* [YOUR OBJECTIVE] Which lines in the data below contain the string "point"? List each one in full, treating uppercase and lowercase as different.

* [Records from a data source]
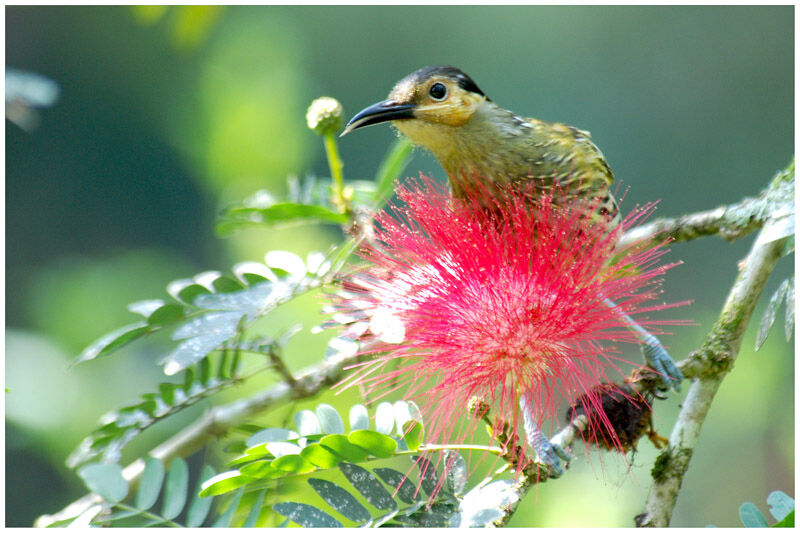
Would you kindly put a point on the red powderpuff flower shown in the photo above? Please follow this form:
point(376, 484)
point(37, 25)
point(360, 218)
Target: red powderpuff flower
* * *
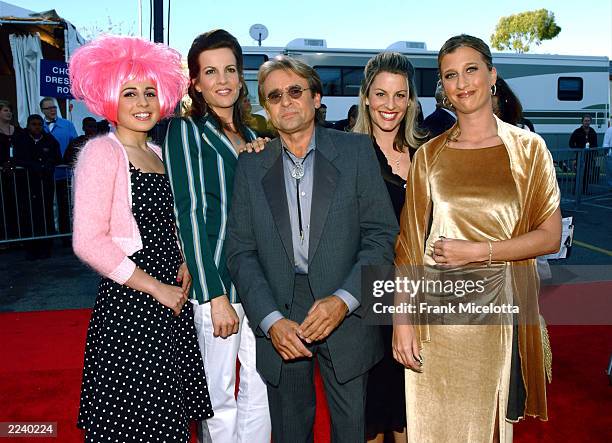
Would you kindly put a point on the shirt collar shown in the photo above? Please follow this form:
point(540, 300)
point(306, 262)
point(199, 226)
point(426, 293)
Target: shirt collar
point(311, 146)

* [TASK SOLUTION]
Would you kindly put a point on the red powderpuff flower shown in the photo above? Please follow this form:
point(376, 484)
point(37, 25)
point(360, 218)
Would you kindly put a point on the shirt collar shown in the photo above? Please follow this form:
point(540, 300)
point(306, 262)
point(199, 226)
point(426, 293)
point(311, 146)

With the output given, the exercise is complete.